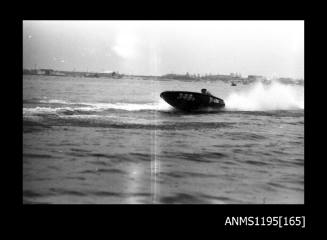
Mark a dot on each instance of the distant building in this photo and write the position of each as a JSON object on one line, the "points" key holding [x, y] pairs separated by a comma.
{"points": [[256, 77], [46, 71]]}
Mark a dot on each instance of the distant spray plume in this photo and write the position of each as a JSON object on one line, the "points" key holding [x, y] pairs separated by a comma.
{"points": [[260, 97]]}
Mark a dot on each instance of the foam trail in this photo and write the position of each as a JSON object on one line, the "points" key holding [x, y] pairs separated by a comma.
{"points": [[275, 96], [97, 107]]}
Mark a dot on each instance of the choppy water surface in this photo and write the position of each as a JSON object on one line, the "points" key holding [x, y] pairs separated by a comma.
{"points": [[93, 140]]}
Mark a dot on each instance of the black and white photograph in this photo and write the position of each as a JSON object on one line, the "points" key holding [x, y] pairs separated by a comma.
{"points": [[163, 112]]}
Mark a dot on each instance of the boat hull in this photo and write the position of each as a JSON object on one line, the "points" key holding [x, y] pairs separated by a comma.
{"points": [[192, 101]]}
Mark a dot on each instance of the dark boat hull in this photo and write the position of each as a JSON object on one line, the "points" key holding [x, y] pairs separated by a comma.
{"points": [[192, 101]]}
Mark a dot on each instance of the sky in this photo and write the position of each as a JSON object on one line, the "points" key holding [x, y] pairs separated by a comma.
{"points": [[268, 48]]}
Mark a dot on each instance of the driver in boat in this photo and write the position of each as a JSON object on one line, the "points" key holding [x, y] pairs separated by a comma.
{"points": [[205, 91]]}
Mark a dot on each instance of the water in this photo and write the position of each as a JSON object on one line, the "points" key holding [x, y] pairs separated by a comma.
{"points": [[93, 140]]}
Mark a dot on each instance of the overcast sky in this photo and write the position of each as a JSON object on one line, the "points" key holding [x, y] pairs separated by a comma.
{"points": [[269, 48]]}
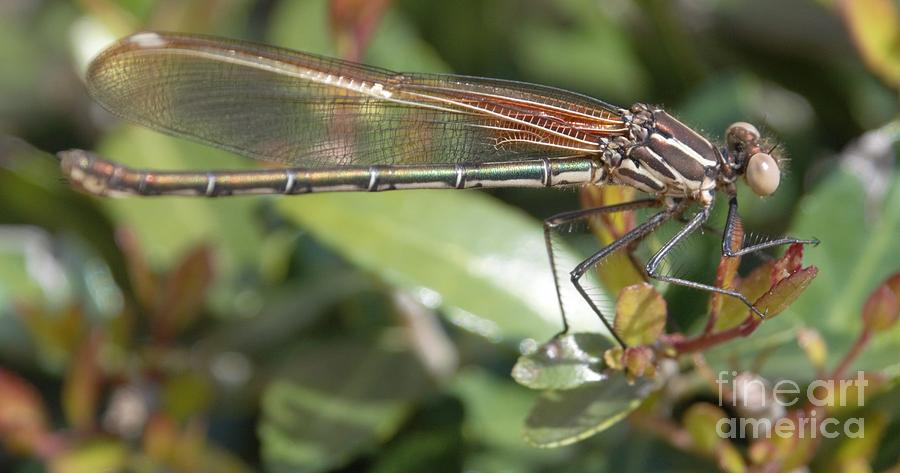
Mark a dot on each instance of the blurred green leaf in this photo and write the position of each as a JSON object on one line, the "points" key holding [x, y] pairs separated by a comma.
-*-
Please retype the data exactly as it appears, but without any of its pictures.

Mark a dot on each instance of the distant building in this photo and write the position of each as a JSON object on one line, the "points" key holding [x, y] pairs separated by a comma.
{"points": [[256, 77], [46, 71]]}
Mark a dot on each instance of the distant spray plume in this photo and write the position of each as a JSON object on one line, the "points" key holding [x, y] pairs separated by a comma.
{"points": [[260, 97]]}
Mark a dot on each instance of the foam trail in this photo and write the position of each as a JSON object on one line, the "points" key holding [x, y] pairs separated by a comma.
{"points": [[275, 96], [97, 107]]}
Mark a dot on each instance of the choppy water surface in this photo and write the position of each as a JSON object on one line, the "points" key holding [x, y] pairs separated by a comma.
{"points": [[93, 140]]}
Mark a dot on each instance of the black and white photograph in this photo and write the position of each as a JSON object on one line, the "points" key holding [x, y] pairs separated by a comma.
{"points": [[163, 112]]}
Mark a dot on each instance of the boat hull in this photo and write the position of each as a JSON object on one line, the "points" key holding [x, y] pairs separated by a comma.
{"points": [[192, 101]]}
Mark a dot on each instance of the dark boat hull in this photo and write the position of each as a JSON object on one line, the "points" key holding [x, y] pairs separated by a comma.
{"points": [[192, 101]]}
Mark a dot on each instance of the sky in this photo and write the position of each as a JSON object on one line, the "points" key holding [x, y] pairs separated by a comma.
{"points": [[268, 48]]}
Mark a dot on each instance of the driver in boat in this photo and write the position of each as a JSON object on one line, the "points" key holding [x, y] pairs separated by a comma.
{"points": [[205, 91]]}
Mark a dot on each instance of the water in this photo and write the position of each as a JSON object on one line, the "points" key holding [x, y] pairs separated by a comma.
{"points": [[93, 140]]}
Mark a dot on each instance of the overcast sky in this photo and write the position of each as a JSON object on one line, the "points" key holding [x, y] pairs separated by a comma.
{"points": [[269, 48]]}
Mark a dot on each instance of the blurred green leaf in this photo and write the position of each as a JSON object on one line, the "points" key holding [x, y] pairs separated by a comma.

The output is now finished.